**TASK:** Transcribe every one of the records below line by line, changing nothing.
--- start of INFORMATION SUPPLIED ---
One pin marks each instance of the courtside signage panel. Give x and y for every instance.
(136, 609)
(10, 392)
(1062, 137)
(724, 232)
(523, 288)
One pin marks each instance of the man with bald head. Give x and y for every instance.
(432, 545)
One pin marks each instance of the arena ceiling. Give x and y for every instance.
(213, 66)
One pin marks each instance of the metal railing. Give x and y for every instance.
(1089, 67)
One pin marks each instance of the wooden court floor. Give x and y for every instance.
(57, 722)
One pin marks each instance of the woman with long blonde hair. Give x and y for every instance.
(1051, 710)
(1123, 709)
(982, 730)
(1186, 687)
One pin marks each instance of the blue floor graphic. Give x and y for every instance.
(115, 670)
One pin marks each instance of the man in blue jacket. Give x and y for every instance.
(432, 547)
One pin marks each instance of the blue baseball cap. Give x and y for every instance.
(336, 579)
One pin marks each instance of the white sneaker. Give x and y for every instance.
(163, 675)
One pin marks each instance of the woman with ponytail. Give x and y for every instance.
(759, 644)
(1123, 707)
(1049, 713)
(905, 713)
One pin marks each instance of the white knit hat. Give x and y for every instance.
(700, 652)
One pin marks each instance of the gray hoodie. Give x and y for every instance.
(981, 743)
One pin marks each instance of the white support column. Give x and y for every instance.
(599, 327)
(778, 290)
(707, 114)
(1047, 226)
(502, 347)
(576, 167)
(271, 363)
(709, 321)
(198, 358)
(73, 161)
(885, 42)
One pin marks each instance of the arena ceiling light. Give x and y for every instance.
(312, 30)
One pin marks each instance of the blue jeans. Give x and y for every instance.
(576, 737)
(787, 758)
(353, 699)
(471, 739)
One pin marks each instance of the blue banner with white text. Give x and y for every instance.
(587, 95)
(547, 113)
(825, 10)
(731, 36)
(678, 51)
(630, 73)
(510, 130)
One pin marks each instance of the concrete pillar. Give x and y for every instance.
--- end of INFORMATION SUPPLIED ---
**TASK OUTPUT:**
One pin marks each instance of the courtside signage panel. Give x and y for every instance.
(136, 609)
(10, 392)
(1062, 137)
(724, 232)
(523, 288)
One pin marks each instance of the man with bald head. Give x and y for every instance.
(432, 545)
One pin marks each instance of the arena ceiling. Give x and y for every instance.
(213, 66)
One pin marks each instance of the metal railing. Give x and y for every instance.
(1089, 67)
One pin marks each instance of the wooden court floor. Give x and y for every instance.
(57, 722)
One pin marks each instance of the woman with long blonde hair. Give x and y for every instance.
(1051, 710)
(1123, 709)
(982, 730)
(1186, 687)
One pin marks each instance of the blue floor graphic. Give x and y for every instance.
(115, 670)
One pin marks each instance of the man in blue jacket. Give x and y for every instance.
(432, 547)
One pin marks each instance of the blue baseball cap. Give x and y for every instance.
(336, 579)
One pin marks each instance of the white sneaker. Give x and y for every instance.
(163, 675)
One pin marks each instance of the woman with ponytail. Give x and y for every instance.
(759, 644)
(1123, 707)
(1049, 713)
(905, 713)
One pin marks each instance of the white knit hat. Give x and y for every instance.
(700, 652)
One pin marks each instance of the gray hoodie. Give x and y for every instance.
(981, 743)
One pin marks each instance of the white support column. Give x and y for every instance.
(599, 327)
(778, 290)
(707, 114)
(1047, 226)
(502, 347)
(576, 167)
(271, 363)
(709, 321)
(198, 358)
(73, 161)
(885, 42)
One pin marks each instance of the arena ceiling light. Give x and y for every instance.
(312, 30)
One pin marks each instance of the blue jeans. Give x and y for every instance.
(576, 737)
(787, 758)
(353, 699)
(471, 739)
One pin marks each instance of the blue banner with white text. Give x and y for every instance.
(587, 95)
(547, 113)
(825, 10)
(731, 36)
(678, 51)
(630, 73)
(510, 130)
One pin marks each instance of the concrete pillar. Give x and y for every instance.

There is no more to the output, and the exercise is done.